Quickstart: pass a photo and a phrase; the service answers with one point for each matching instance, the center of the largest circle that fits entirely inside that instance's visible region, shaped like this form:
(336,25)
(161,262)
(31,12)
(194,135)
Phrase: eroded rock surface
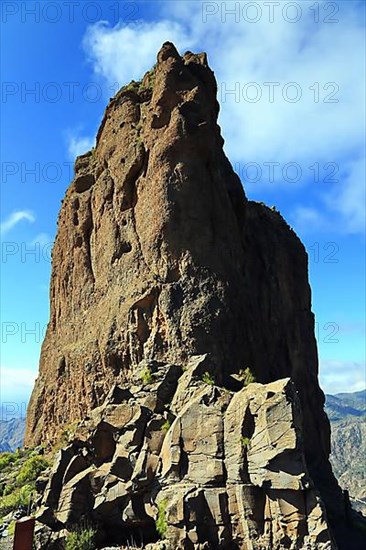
(160,259)
(226,471)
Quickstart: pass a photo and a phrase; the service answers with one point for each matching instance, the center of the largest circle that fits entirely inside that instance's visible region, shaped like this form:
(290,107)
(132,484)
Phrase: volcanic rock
(167,284)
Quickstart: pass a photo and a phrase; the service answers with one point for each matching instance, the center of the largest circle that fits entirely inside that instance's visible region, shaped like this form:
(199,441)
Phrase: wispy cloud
(325,61)
(42,239)
(340,376)
(15,218)
(78,145)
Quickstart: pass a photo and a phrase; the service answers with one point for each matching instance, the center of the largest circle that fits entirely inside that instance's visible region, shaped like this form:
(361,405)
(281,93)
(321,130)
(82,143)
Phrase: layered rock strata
(160,258)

* * * * *

# STATED EXERCISE:
Format the data above as a Markdown table with the columns Row and Line, one numbered row per line and no rows for blank lines. Leave the pictures out of the table.

# CORRECT OUTPUT:
| Row | Line |
|---|---|
| 1 | Quickstart: pass a photo and a phrase; the service answers with one point for each matching instance, the center of the largest circle that fits entirely inside that instance's visible region, shaped like this form: |
| 2 | (336,25) |
| 3 | (161,262) |
| 4 | (31,12) |
| 5 | (194,135) |
| 6 | Phrase: eroded rock surface |
| 7 | (160,259) |
| 8 | (226,471) |
| 9 | Quickstart: pass a photo and a phrase; the service answers with one point for each matching instance, the center of the largest circle that fits entirely inside that instance's visible region, shaped like this form: |
| 10 | (290,107) |
| 11 | (132,484) |
| 12 | Phrase: volcanic rock |
| 13 | (167,284) |
| 14 | Quickstart: pass a photo and a phrase; the service answers with one point for each matching instance, the center of the largest circle that fits entirely inside that instance's visible region, shaped like this form: |
| 15 | (199,441) |
| 16 | Phrase: wispy cloud |
| 17 | (325,61) |
| 18 | (42,239) |
| 19 | (340,376) |
| 20 | (15,218) |
| 21 | (78,145) |
| 22 | Quickstart: pass a photo and a phrase; the service answers with one point for each matching instance, the center of the largest circle that fits entirely inside that instance's visible region, shaped like this form: |
| 23 | (361,405) |
| 24 | (281,93) |
| 25 | (321,130) |
| 26 | (82,143) |
| 27 | Phrase: layered rock strata |
| 28 | (160,258) |